EXERCISE: Set down the material again. Keep every line exactly as it is.

SUPPLIED DATA:
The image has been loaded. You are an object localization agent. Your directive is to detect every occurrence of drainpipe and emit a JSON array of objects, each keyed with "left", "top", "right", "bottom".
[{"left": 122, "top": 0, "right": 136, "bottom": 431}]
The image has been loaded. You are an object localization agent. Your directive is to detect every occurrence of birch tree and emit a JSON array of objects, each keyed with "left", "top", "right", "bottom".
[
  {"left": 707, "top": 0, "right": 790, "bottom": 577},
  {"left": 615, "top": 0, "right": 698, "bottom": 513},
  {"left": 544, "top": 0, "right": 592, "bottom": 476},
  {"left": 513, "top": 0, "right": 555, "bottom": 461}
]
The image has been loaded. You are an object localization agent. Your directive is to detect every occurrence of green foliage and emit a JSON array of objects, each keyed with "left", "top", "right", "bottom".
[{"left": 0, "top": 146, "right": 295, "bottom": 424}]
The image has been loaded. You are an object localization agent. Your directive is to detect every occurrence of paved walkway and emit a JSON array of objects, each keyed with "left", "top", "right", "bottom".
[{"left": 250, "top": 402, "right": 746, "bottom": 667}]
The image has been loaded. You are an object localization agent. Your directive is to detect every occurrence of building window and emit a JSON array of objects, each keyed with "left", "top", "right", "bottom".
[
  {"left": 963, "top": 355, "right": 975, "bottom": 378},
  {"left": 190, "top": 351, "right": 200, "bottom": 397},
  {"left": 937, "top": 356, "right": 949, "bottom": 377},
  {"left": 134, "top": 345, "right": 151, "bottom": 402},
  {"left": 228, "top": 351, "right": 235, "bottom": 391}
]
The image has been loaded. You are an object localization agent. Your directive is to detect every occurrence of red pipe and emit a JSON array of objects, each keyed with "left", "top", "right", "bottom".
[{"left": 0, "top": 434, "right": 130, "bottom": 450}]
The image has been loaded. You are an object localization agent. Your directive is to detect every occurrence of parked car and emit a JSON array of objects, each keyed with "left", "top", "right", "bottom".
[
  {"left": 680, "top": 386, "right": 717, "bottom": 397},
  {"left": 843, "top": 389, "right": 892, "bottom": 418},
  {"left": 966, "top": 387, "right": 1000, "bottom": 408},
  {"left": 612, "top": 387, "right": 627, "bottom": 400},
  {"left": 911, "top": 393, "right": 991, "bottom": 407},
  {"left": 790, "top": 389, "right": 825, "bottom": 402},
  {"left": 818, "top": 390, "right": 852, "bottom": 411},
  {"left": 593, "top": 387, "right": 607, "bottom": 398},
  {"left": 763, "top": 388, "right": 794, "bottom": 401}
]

REPLY:
The image has been loaded. You are an object localization agent. Your directive is to detect every occurrence of drainpipe and emit a JSON array of objects, each keyed with "left", "top", "right", "bottom".
[{"left": 122, "top": 0, "right": 136, "bottom": 431}]
The image has been loaded. You are an object localization agent. Your directive is to detect every occurrence of birch tree and emit a JSON array of objects, each keyed with "left", "top", "right", "bottom".
[
  {"left": 707, "top": 0, "right": 790, "bottom": 577},
  {"left": 615, "top": 0, "right": 698, "bottom": 513},
  {"left": 544, "top": 0, "right": 592, "bottom": 476},
  {"left": 513, "top": 0, "right": 555, "bottom": 461}
]
The image has been loaded. You are an object localization agent. Your directive is to detect every occurrence of green foliage and emit a JSON array of objects, each keyed with "left", "top", "right", "bottom".
[{"left": 0, "top": 146, "right": 295, "bottom": 424}]
The image has been loaded. You are an object localization agent. Your directive is to detect every occurrence of paved walkway and emit a JSON array of objects, each keyed with "left", "top", "right", "bottom".
[{"left": 250, "top": 402, "right": 746, "bottom": 667}]
The image has been loaded. You are an object localization agent. Your directive is to detect every occurrence of building window and emit a JSON array of objects, each keyed with "left", "top", "right", "bottom".
[
  {"left": 963, "top": 355, "right": 975, "bottom": 378},
  {"left": 190, "top": 351, "right": 200, "bottom": 397},
  {"left": 937, "top": 356, "right": 949, "bottom": 377},
  {"left": 134, "top": 345, "right": 151, "bottom": 402},
  {"left": 228, "top": 351, "right": 235, "bottom": 391}
]
The image has been loaded. You are an object localization agent. Your directive is to detect every occurrence of red pipe and emit a JSON array of objects, each keyed with "left", "top", "right", "bottom".
[{"left": 0, "top": 434, "right": 130, "bottom": 450}]
The image has been loaded. You are an object localization agent. Your directive is to detect every occurrence of parked car and emit a JSON array of objects, each keyed with "left", "top", "right", "bottom".
[
  {"left": 680, "top": 386, "right": 717, "bottom": 397},
  {"left": 843, "top": 389, "right": 892, "bottom": 418},
  {"left": 966, "top": 387, "right": 1000, "bottom": 408},
  {"left": 612, "top": 387, "right": 627, "bottom": 400},
  {"left": 911, "top": 393, "right": 991, "bottom": 407},
  {"left": 790, "top": 389, "right": 825, "bottom": 402},
  {"left": 818, "top": 390, "right": 852, "bottom": 411},
  {"left": 593, "top": 387, "right": 607, "bottom": 398},
  {"left": 763, "top": 388, "right": 794, "bottom": 401}
]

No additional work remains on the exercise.